[Start of section]

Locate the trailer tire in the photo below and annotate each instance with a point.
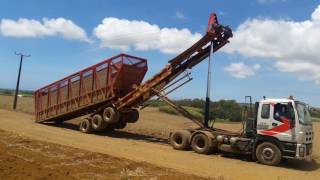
(97, 122)
(201, 144)
(268, 153)
(180, 140)
(110, 115)
(85, 126)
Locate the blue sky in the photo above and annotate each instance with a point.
(246, 67)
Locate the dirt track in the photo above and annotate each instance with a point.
(143, 148)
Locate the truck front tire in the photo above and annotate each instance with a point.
(180, 140)
(268, 153)
(201, 144)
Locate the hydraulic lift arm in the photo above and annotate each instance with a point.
(216, 36)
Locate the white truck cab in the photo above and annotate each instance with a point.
(285, 123)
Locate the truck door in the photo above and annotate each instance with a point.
(264, 117)
(281, 121)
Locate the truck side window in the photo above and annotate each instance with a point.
(265, 111)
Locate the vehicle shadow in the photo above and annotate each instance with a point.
(114, 134)
(300, 165)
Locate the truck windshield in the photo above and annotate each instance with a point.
(303, 113)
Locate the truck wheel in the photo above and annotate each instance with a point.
(201, 144)
(268, 153)
(97, 122)
(85, 126)
(110, 115)
(180, 140)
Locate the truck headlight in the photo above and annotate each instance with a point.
(301, 151)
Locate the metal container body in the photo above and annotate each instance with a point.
(82, 92)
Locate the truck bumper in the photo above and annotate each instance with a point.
(303, 151)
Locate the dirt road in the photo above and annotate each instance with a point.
(143, 148)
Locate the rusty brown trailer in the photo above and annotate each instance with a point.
(93, 87)
(87, 92)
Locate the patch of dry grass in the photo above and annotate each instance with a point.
(24, 104)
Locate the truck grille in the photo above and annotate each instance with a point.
(308, 149)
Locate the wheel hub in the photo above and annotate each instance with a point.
(268, 153)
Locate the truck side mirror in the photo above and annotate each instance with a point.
(291, 114)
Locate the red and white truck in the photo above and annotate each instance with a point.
(111, 92)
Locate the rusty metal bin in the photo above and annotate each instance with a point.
(82, 92)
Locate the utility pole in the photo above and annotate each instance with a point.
(18, 80)
(207, 105)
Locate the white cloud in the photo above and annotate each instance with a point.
(292, 45)
(30, 28)
(140, 35)
(269, 1)
(241, 70)
(180, 15)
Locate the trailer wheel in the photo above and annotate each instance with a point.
(268, 153)
(85, 126)
(97, 122)
(110, 115)
(201, 144)
(180, 140)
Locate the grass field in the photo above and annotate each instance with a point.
(24, 104)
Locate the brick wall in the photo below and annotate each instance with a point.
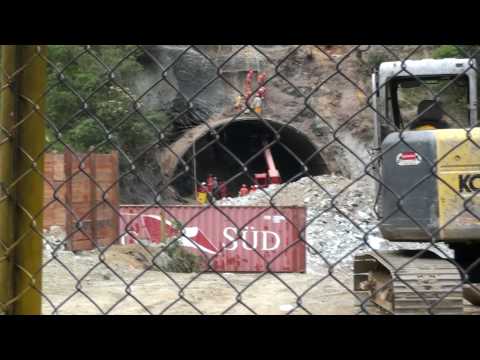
(87, 185)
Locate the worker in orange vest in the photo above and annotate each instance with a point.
(257, 104)
(262, 92)
(243, 190)
(223, 189)
(202, 194)
(248, 84)
(210, 183)
(261, 78)
(239, 102)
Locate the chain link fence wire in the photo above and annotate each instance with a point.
(174, 115)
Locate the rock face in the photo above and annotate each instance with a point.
(321, 90)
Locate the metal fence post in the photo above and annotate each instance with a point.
(29, 190)
(7, 123)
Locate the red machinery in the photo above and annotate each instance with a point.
(272, 176)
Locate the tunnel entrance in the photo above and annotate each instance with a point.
(241, 142)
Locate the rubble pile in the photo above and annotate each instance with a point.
(340, 217)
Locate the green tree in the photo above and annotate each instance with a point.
(90, 103)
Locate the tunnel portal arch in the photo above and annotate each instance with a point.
(243, 139)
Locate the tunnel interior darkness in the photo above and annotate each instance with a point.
(244, 140)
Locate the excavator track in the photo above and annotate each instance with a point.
(408, 282)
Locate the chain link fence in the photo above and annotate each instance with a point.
(239, 179)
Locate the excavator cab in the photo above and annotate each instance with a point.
(415, 91)
(427, 186)
(400, 87)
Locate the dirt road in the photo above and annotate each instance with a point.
(92, 288)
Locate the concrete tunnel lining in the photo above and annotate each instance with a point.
(242, 138)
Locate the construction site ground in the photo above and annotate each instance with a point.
(210, 293)
(130, 289)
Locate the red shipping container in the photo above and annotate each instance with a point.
(267, 236)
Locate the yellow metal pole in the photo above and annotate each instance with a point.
(7, 209)
(29, 189)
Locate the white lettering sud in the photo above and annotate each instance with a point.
(269, 240)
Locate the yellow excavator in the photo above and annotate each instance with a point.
(428, 179)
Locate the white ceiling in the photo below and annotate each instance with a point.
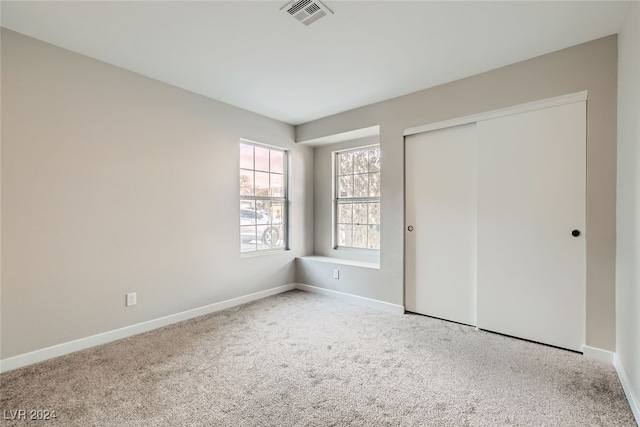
(254, 56)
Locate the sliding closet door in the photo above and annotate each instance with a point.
(531, 223)
(440, 172)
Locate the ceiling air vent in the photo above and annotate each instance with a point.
(307, 11)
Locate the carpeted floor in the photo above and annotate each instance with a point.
(300, 359)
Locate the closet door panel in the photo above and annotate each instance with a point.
(441, 199)
(531, 197)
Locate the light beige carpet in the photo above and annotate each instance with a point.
(300, 359)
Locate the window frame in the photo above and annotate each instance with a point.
(336, 200)
(283, 199)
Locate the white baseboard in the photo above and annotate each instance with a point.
(634, 402)
(599, 354)
(380, 305)
(103, 338)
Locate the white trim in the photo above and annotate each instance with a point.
(598, 354)
(516, 109)
(368, 302)
(127, 331)
(634, 402)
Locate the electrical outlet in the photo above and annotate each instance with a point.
(132, 299)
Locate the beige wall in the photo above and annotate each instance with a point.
(628, 252)
(112, 183)
(591, 66)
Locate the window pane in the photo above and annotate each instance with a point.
(360, 236)
(360, 162)
(344, 213)
(345, 187)
(361, 185)
(374, 184)
(345, 163)
(262, 184)
(262, 159)
(360, 213)
(374, 160)
(276, 212)
(374, 237)
(374, 213)
(247, 213)
(246, 183)
(344, 235)
(276, 185)
(277, 161)
(246, 156)
(248, 233)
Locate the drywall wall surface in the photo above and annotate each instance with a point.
(628, 250)
(590, 66)
(113, 183)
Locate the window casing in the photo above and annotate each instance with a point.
(357, 198)
(263, 198)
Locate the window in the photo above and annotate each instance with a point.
(263, 198)
(357, 201)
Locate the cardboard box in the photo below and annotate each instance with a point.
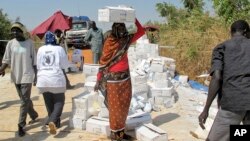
(90, 69)
(140, 88)
(149, 132)
(80, 101)
(98, 125)
(80, 114)
(89, 86)
(138, 79)
(157, 65)
(116, 14)
(77, 123)
(161, 92)
(137, 119)
(104, 113)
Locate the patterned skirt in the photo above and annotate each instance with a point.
(119, 94)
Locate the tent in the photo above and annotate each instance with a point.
(151, 28)
(57, 21)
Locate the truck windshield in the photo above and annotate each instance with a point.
(78, 26)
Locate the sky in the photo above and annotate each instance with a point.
(34, 12)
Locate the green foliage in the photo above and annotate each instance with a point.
(231, 10)
(191, 5)
(193, 34)
(5, 25)
(172, 14)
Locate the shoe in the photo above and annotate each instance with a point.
(33, 119)
(69, 87)
(52, 128)
(127, 137)
(21, 132)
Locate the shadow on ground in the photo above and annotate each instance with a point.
(7, 104)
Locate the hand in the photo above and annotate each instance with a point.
(202, 118)
(96, 86)
(2, 72)
(35, 80)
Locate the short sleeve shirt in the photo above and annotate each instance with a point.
(232, 57)
(21, 57)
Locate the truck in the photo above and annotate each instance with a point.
(75, 36)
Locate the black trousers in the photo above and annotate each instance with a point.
(24, 92)
(54, 104)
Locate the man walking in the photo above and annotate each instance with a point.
(230, 71)
(20, 55)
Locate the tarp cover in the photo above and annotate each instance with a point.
(57, 21)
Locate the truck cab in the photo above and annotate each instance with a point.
(75, 36)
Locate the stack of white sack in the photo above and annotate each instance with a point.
(84, 106)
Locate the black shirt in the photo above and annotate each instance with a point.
(232, 57)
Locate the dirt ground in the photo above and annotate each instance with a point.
(177, 121)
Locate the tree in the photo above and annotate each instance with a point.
(231, 10)
(172, 14)
(191, 5)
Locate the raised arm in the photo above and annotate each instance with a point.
(140, 31)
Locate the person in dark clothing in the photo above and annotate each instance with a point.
(230, 71)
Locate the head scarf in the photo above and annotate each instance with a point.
(115, 27)
(50, 38)
(22, 28)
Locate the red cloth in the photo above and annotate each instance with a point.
(119, 96)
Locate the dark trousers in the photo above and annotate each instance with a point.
(54, 104)
(24, 92)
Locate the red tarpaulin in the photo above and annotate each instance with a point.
(57, 21)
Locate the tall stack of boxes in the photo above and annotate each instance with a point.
(150, 74)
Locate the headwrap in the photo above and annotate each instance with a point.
(22, 28)
(50, 38)
(115, 27)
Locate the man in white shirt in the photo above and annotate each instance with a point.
(21, 57)
(51, 82)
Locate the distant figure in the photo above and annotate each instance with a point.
(230, 71)
(20, 55)
(60, 41)
(113, 78)
(51, 82)
(95, 36)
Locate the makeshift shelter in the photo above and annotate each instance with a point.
(57, 21)
(151, 28)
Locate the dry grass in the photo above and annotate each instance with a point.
(193, 49)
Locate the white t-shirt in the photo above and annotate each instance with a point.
(21, 57)
(51, 60)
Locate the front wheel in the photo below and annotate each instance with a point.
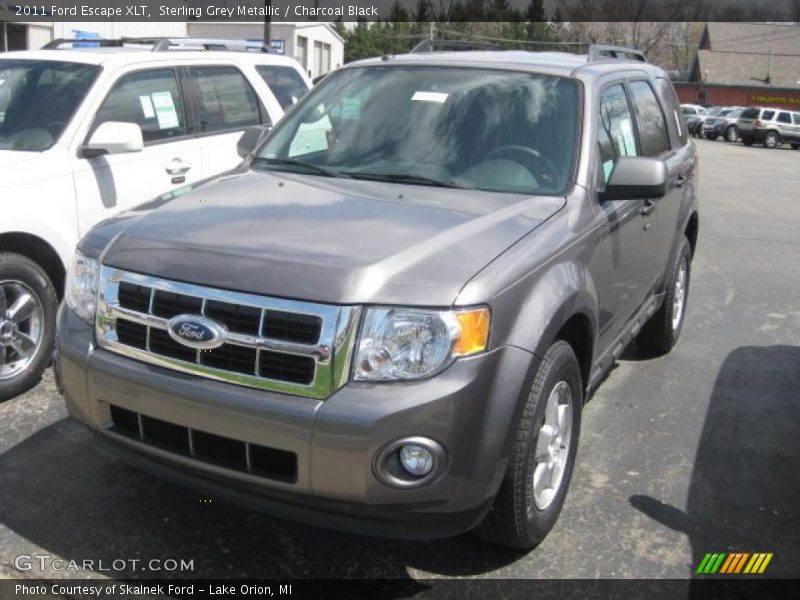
(27, 323)
(535, 485)
(661, 332)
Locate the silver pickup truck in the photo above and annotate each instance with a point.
(392, 327)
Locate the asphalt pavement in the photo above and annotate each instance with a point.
(694, 452)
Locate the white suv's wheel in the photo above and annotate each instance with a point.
(27, 323)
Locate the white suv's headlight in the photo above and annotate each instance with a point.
(405, 343)
(83, 278)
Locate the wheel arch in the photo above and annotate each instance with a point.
(39, 251)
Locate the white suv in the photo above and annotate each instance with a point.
(88, 132)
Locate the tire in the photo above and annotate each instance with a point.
(521, 518)
(772, 140)
(26, 339)
(661, 332)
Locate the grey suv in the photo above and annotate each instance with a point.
(388, 319)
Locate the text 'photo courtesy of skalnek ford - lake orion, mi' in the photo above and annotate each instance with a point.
(416, 300)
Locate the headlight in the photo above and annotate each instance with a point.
(403, 343)
(83, 278)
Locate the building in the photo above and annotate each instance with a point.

[End of section]

## WHAT NEEDS TO BE DONE
Only those lines from the one containing "Locate the headwrap" to the end of the material above, retyped exactly and without pictures, belong in your reply.

## SOLUTION TO THIS TASK
Locate the headwrap in the photo above and annotate each instance with a point.
(22, 28)
(50, 38)
(115, 27)
Locate the man in white shirt in the photo above and annotate each instance with a point.
(21, 57)
(51, 82)
Locate the distant figure in the photo above and annotate each instance with a point.
(230, 71)
(20, 55)
(60, 41)
(113, 78)
(51, 82)
(95, 36)
Locate the makeshift shelter in the photo above and annotate each instance with a point.
(57, 21)
(151, 28)
Locate the dry grass in the photo above and annotate each instance with a point.
(193, 49)
Locate the white t-shirt in the photo above and annotate each instance with a point.
(21, 57)
(51, 60)
Locate the front wheel in the photo below and annotate each instance with a point.
(27, 323)
(535, 485)
(661, 332)
Locate the silver pickup truck in the photo above and annotate each instance with a point.
(392, 327)
Locate the asphalt pavement in the photo above and annotate each instance with a point.
(694, 452)
Locate the white suv's wheel in the photo above and annotate each instance with a point.
(27, 323)
Locate the white suv's headlight in the photo above and annotate each instance with a point.
(405, 343)
(83, 278)
Locate the wheel arch in the photo above and annotate each instance with a point.
(39, 251)
Locate the white suv in the photo above and annotate each instance with a point.
(88, 132)
Locate the tire in the photo above and annotate each instance with a point.
(521, 518)
(772, 140)
(26, 339)
(661, 332)
Locate the grey suv in the photo above and annotate each instance with a point.
(388, 319)
Locate the text 'photo courtesy of skalnek ford - lake orion, mi' in the photo above and annotate each instance with a point.
(416, 300)
Locate the headlight in the photo above and annotate each instance with a point.
(403, 343)
(83, 278)
Locate the building in the photo above and annotate each instance with a point.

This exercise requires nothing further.